Please rewrite the listing below, swapping every "Target" for "Object" and changing nothing else.

%%

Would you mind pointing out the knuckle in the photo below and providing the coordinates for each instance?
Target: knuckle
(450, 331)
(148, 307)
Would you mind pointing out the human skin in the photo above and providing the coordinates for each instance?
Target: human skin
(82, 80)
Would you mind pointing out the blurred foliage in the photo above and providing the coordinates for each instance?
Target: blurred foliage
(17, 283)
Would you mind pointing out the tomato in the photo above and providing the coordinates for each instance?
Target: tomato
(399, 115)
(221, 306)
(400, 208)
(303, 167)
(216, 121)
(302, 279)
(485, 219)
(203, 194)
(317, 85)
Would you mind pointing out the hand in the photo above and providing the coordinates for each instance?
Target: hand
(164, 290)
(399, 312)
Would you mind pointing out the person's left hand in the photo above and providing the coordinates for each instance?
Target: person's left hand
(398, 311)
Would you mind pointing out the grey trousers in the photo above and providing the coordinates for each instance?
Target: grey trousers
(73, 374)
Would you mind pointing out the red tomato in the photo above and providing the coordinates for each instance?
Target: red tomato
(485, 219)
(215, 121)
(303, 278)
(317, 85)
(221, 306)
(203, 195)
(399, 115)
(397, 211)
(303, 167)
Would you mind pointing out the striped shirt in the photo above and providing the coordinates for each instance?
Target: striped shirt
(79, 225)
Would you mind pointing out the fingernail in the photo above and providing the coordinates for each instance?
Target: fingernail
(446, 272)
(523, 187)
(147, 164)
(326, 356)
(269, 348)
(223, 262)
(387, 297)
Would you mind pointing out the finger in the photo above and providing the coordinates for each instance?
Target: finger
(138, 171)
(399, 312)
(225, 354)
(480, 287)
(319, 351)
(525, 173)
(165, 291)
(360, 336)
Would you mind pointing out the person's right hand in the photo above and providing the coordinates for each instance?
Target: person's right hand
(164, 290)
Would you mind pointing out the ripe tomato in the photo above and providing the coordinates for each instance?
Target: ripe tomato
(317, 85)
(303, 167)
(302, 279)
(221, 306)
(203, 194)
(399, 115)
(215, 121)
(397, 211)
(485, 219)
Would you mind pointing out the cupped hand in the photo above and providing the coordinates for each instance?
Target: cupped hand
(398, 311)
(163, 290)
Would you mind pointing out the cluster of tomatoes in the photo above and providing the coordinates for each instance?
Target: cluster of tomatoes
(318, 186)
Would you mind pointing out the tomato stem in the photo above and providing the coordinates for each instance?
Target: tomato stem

%%

Result for this task:
Would you mind pointing out the knuckle in the photo below and providing the coordinates for each instance?
Object: knuckle
(450, 331)
(148, 307)
Would you mind pointing out the human skin in the photo above and providing the coordinates for each instance?
Object: human skin
(82, 80)
Would you mind pointing out the blurred foliage in the photo above and providing the coordinates for each instance?
Object: blurred foliage
(17, 283)
Would you mind pointing out the tomato in the photo above and providing the coordinates for each instance?
Object: tomato
(399, 115)
(221, 306)
(400, 208)
(303, 167)
(216, 121)
(302, 279)
(485, 219)
(203, 194)
(317, 85)
Would you mind pointing out the hand in the photo above and providing the coordinates for each instance?
Object: hand
(164, 290)
(399, 312)
Would you mind pointing out the person's left hand in the photo above and providing the coordinates for each instance?
Object: person's left hand
(398, 311)
Would you mind pointing out the grey trousers in the photo above and providing the coordinates for each instance?
Object: grey trousers
(73, 374)
Would you mind pointing out the red tomato in the photo above and providing the coordinates for each instance?
Object: red tomato
(485, 219)
(215, 121)
(303, 278)
(317, 85)
(221, 306)
(203, 195)
(399, 115)
(397, 211)
(303, 167)
Would you mind pointing out the striped shirt in the photo above and providing the coordinates for each instance?
Object: striped shirt
(79, 225)
Would you mind pointing out the fingernail in the photo above and providing the coordinates for each instance?
Object: fingernail
(446, 272)
(523, 187)
(147, 164)
(326, 356)
(269, 348)
(223, 262)
(387, 297)
Would you mind pointing out the finger in the photo above and providing the coordinates for each instance?
Object: finger
(138, 171)
(399, 312)
(225, 354)
(480, 287)
(319, 351)
(525, 173)
(165, 291)
(360, 336)
Would you mind pointing out the person's right hand in the photo above and providing the coordinates for each instance?
Object: person's right hand
(164, 290)
Would you mind pointing out the ripe tomato in the photo above and providing the coordinates for each instance?
Object: ripe tomato
(317, 85)
(303, 167)
(302, 279)
(221, 306)
(203, 194)
(399, 115)
(215, 121)
(397, 211)
(485, 219)
Would you mind pointing out the cupped hand in the photo above and providing the coordinates for each instance?
Object: cupped hand
(398, 311)
(163, 290)
Would you mind pointing out the cluster of tomatoes in the photo above and providing the coordinates for each instance?
Object: cluster of tomatoes
(318, 186)
Would you mind pointing out the tomato stem in the photo above and providing the coordinates for each instance?
Object: tomato stem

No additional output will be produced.